(Stored data)

※ ※ ※

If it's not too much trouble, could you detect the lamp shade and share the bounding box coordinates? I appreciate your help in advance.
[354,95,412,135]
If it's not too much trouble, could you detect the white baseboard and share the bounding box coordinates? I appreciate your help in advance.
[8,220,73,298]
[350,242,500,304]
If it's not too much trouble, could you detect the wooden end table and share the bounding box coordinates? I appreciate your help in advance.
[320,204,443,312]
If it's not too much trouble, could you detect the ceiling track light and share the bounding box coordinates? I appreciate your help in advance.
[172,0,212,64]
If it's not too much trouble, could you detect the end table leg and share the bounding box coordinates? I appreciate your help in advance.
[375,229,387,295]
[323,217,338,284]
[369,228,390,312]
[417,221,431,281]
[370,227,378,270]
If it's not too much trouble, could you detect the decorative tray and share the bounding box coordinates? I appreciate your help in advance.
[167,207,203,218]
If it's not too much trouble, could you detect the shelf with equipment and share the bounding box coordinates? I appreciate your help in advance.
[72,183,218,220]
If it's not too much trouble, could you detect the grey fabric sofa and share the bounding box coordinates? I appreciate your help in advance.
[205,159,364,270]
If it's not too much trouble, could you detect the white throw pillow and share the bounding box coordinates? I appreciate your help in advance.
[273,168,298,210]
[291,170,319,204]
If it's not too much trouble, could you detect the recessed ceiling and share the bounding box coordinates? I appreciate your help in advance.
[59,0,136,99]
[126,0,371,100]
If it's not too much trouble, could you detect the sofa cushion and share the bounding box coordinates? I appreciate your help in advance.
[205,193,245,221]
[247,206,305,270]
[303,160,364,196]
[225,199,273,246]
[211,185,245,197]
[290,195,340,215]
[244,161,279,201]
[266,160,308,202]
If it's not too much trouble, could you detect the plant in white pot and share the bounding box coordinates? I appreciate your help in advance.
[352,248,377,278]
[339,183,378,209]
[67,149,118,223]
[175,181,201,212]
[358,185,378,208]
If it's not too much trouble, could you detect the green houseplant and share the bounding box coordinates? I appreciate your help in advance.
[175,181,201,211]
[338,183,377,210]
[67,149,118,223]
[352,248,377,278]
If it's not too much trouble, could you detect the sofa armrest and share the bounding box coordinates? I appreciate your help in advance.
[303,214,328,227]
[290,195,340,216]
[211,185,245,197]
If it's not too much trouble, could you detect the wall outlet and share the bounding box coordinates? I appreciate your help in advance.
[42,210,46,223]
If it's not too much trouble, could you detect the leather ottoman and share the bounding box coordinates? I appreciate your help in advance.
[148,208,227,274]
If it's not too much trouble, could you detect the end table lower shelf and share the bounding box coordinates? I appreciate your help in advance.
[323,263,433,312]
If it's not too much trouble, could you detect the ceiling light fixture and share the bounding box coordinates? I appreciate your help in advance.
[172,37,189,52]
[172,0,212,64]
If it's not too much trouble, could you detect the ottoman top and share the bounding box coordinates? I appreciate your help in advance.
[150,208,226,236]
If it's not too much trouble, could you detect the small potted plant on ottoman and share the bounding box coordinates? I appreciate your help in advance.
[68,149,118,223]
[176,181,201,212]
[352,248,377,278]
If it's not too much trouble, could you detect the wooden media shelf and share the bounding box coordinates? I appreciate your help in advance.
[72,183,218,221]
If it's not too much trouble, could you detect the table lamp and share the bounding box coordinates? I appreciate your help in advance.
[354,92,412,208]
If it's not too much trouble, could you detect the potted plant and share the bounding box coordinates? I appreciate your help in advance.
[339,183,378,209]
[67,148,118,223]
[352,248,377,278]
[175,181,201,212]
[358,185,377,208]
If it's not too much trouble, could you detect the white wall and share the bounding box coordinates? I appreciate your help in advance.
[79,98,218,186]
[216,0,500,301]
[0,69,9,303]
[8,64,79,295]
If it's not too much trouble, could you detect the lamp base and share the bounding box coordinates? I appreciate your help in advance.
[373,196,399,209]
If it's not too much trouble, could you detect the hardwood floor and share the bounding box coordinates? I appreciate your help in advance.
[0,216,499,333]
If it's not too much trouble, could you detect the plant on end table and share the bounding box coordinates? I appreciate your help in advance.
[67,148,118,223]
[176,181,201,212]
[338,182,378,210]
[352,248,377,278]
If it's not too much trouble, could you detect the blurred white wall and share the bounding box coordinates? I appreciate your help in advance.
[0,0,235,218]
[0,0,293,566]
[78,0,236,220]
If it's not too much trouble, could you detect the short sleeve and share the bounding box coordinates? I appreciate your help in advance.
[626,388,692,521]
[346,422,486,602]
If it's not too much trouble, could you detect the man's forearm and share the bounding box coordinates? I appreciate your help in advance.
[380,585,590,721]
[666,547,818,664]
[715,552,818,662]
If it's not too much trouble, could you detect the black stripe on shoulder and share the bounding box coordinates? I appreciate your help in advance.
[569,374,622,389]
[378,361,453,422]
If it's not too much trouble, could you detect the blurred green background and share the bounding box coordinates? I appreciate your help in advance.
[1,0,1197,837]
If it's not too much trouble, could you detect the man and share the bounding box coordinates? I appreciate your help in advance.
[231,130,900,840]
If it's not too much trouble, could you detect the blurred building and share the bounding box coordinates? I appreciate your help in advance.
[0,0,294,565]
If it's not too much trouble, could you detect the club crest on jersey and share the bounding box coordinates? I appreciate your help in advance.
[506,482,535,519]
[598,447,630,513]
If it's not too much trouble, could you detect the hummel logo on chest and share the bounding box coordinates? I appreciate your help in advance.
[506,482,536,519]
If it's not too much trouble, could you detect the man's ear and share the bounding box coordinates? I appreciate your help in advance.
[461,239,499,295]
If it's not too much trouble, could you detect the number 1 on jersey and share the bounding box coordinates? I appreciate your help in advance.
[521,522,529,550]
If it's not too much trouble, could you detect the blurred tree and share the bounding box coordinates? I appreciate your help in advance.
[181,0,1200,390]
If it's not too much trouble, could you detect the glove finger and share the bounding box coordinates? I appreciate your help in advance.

※ ※ ※

What you have to do: Every record above needs to be restated exactly.

Expected answer:
If it's not too much trouble, could you detect the lamp shade and share the bounding box coordinates? I appreciate your help in advance.
[354,95,412,135]
If it's not too much trouble, could you detect the white baseboard and share the bounding box coordinates? I appreciate your help in advance.
[8,220,73,298]
[350,242,500,304]
If it's not too much trouble, could you detect the wooden end table and share the bounding box coordinates? I appreciate your help in advance.
[320,204,443,312]
If it's not too much trouble, could you detect the ceiling track light and share the bounding box coordinates? I appreciate your help in advance.
[172,0,212,64]
If it's not too much trouble, could you detect the end table leg and share the bounding box coordinates? I appreciate your help in advance.
[375,229,387,295]
[323,217,338,284]
[369,228,390,312]
[417,221,431,281]
[370,227,378,270]
If it's not too much trouble, could you detect the decorative tray and share the bounding box coordinates? I appreciate your help in advance.
[167,207,203,218]
If it's not too much trouble, could you detect the shelf with equipment and share the bounding box coordinates? I appreciate your help in advance.
[72,183,218,220]
If it's not too much trouble, could you detect the grey fabric sofa and share the bounding box coordinates? I appreciate your help in advance.
[205,159,364,270]
If it's not too much trouble, could you detect the white throw pillow and share the bounding box coordinates? I appreciate your help in advance.
[273,168,298,210]
[291,170,319,204]
If it's not too much trouble, could you detect the recessed ceiling and share the bounding box coordinates? I appreciate your help in advance.
[59,0,136,99]
[126,0,371,100]
If it's not too much trouble, could you detect the sofa cushion and share the bounding box coordinates? I appreciate your help in advance.
[205,193,245,221]
[247,206,305,270]
[303,160,364,196]
[225,199,273,246]
[211,185,245,197]
[290,195,340,215]
[244,161,279,201]
[266,160,308,202]
If it's not too much trouble, could you detect the plant in white pot and share the bounding box coordinates? I appreciate your help in advance.
[352,248,377,278]
[339,183,378,209]
[67,149,118,223]
[175,181,201,212]
[358,185,378,208]
If it's not too much trouble, could you detect the green houseplant and share the bounding box coordinates? I appreciate your help in advance.
[175,181,201,211]
[338,183,377,210]
[67,149,118,223]
[352,248,377,278]
If it's not too much trouble, could you detect the sofa armrest and share the bounding box coordinates? I appreciate your help in advance.
[303,214,328,227]
[290,195,340,216]
[211,185,245,197]
If it's not too much trouble, could you detect the wall outlet and share the bounding box coordinates? I appreciate your help in advance.
[42,210,46,223]
If it's not too much trouble, could you detect the leather ottoman and share the bounding box coordinates? I appreciate your help in advance.
[148,208,227,274]
If it's not too much trouble, could you detect the end table lower shelf and share the bounding box coordinates? I appreciate your help in advance.
[323,263,433,312]
If it's not too much trouble, could you detect the ceiling light fixture and share the bounding box coordinates? I appreciate your help in advance.
[172,37,189,52]
[172,0,212,64]
If it's not too much trouble, could you detect the ottoman top and share the bounding box coordinates? I appreciate your help in advance.
[150,208,226,236]
If it's not too much trouble, could you detect the small potted plant on ottoman and share the bounding box coordinates? I appreciate your help in advance.
[68,149,118,223]
[176,181,201,212]
[352,248,377,278]
If it's not too much trouble, could you detect the wooden media shelf and share the bounding box coordinates? I appreciate your help in advance.
[72,183,218,221]
If it's not too much trouble, could you detect the table lamp and share the bounding box coordinates? I appreciate your help in advance.
[354,92,412,208]
If it's not too much trouble, could you detect the potted plant and share the bounding box coordinates? I appreciate your help in advance.
[339,183,378,209]
[67,148,118,223]
[352,248,377,278]
[175,181,201,212]
[358,185,377,208]
If it's not too much trouble, could you detect the white wall and share the bounding box coordinates? I appreciate your help in advance.
[79,98,218,186]
[216,0,500,301]
[0,69,9,303]
[8,64,79,295]
If it's not too much trouble, could you detect the lamp base and share the bounding box coordinates? I appreciate your help in advance.
[373,196,399,209]
If it's not too much trouble, could you detect the hardwood floor and share the bounding box coordinates? I appreciate your help in advance.
[0,216,499,333]
If it's not too much trouble, could you detect the plant on end table and share the bounding box coordinates? I appreciate your help in advance.
[67,148,118,223]
[176,181,201,212]
[338,182,378,210]
[352,248,377,278]
If it's not too much trouble, could you detect the blurred white wall and share the bounding box coordinates? I appreciate your help in advance.
[0,0,235,218]
[0,0,293,566]
[78,0,236,220]
If it's not too much trouble, could you detect the short sleeve and share the bounding box coordinates? I appreciate your help in advance.
[626,388,692,521]
[346,422,486,602]
If it's not too much trouble, could you detect the man's forearm and share the bounding box coordinates? I appreciate your help in advance.
[380,585,590,721]
[666,547,818,664]
[715,552,818,662]
If it's not too much trouble, could you detect the black stripe on shoulder and share the bounding box coordinates? I appreciate your help in advance.
[569,374,622,389]
[378,361,453,422]
If it's not too much trouble, could you detect the blurred green background and share the bounding box coordinates? I appreciate your help in advance.
[1,0,1197,837]
If it's not too much trouble, could you detect the man and share the bounding box coordinates? I appreciate your help in advance.
[231,130,900,840]
If it's not too much trouble, could you detect the blurred building and share the bounding box coordinates? I appreciate your help in advance.
[0,0,294,565]
If it's not too much trouble, could you detect the club crest on jersey and share the bounding box coordinates? I appreciate your help in advance.
[506,482,535,519]
[598,447,630,513]
If it's not too much trouble, could you detect the hummel logo on chest and share the bounding box coordinates? I appreciate your help in advance.
[506,482,536,519]
If it's not too much trouble, could you detect the man's ear and share the bounding box coordinates? I appreciate your help in advance.
[461,239,499,295]
If it's not too much trouble, could you detect the number 1 on jersey and share the bounding box coordinates? I appreciate your help in advance.
[521,522,529,550]
If it's not too much trouble, could you detect the blurred tree and share the bounding box coordinates? I appreciate your help in advance.
[181,0,1200,390]
If it's not too much trouble, could you detect the glove finger and share the bounding box coordinates? I appreciate your help in advance.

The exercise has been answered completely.